Required work
(a) How many participants did the ketogenic diet trial summary report as enrolled?
(b) Continue the ketogenic diet trial summary from the point where it stops.
*** Passage provided ***
For the millions of people living with schizophrenia-spectrum or bipolar-1 disorders, antipsychotic medications often trade psychiatric stability for metabolic harm — accelerating diabetes risk, obesity, and cardiovascular disease. Evidence that a dietary intervention could address both problems simultaneously would represent a meaningful shift in how clinicians approach adjunctive care for these populations.

This first randomized controlled trial of a ketogenic diet in psychosis enrolled 58 participants, randomizing them to either a ketogenic diet (KETO, n=28) or diet-as-usual (DAU, n=30) for one month, with an optional four-month extension completed by 25 participants. The KETO group achieved clinically meaningful ketosis, and compared to DAU showed statistically significant reductions in weight, HbA1c, and insulin resistance. More notably, those who sustained the diet for four months demonstrated improvements across positive symptoms, negative symptoms, depression, and cognitive performance — all reaching p-values below 0.001. Blood ketone levels directly correlated with improvements in pre-diabetic markers and depressive symptoms, while weight loss itself was not the mediating factor, pointing toward ketone-specific metabolic or neuromodulatory mechanisms.
*** End of Passage provided ***
*** Dataset extract ***
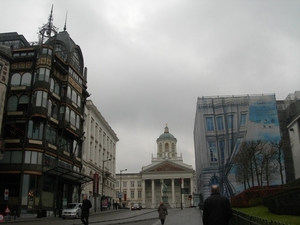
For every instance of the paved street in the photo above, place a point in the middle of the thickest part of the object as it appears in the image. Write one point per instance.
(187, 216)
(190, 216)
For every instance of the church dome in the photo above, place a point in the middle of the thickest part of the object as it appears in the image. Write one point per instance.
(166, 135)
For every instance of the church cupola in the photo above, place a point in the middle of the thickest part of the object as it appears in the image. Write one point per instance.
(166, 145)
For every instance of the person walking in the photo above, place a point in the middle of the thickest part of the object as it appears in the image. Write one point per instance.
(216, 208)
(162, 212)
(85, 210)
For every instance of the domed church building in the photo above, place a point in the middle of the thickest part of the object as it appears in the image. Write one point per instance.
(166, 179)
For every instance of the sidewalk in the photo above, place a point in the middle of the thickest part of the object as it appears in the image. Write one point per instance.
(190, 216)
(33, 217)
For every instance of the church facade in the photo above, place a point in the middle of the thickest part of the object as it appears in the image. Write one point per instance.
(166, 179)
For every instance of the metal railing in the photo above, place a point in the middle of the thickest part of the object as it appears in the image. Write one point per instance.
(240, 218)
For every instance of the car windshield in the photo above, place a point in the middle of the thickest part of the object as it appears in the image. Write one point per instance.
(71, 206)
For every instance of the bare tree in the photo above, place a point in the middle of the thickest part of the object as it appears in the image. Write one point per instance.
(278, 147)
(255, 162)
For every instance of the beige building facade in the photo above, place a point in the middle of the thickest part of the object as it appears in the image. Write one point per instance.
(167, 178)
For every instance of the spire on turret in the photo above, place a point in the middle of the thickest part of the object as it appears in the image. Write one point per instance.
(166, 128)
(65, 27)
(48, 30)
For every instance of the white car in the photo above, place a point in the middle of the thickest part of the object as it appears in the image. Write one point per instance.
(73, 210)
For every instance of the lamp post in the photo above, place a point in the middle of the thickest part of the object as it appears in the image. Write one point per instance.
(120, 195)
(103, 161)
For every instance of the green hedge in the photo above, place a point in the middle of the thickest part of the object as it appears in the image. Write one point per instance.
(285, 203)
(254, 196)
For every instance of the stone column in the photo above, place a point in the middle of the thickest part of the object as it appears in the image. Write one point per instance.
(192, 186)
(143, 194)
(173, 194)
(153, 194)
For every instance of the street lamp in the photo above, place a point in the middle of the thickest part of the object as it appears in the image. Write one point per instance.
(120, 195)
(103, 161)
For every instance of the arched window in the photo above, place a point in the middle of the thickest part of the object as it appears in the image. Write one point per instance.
*** End of Dataset extract ***
Answers per task
(a) 58 participants

(b)
The mechanistic implications here are scientifically interesting. Ketone bodies, particularly beta-hydroxybutyrate, are known to influence neuroinflammation, GABA/glutamate balance, and mitochondrial function — pathways implicated in both epilepsy and psychosis. The anticonvulsant parallel is well-established; the psychiatric application remains far less explored. That said, several limitations demand caution. The trial is small, the four-month extension was non-randomized and subject to self-selection bias, and one month may be insufficient to characterize true psychiatric trajectories. Adherence to ketogenic diets in community settings — especially among individuals with severe mental illness — presents a substantial real-world challenge not fully captured here. This is incremental but genuinely promising work that justifies larger, longer trials with active dietary control conditions.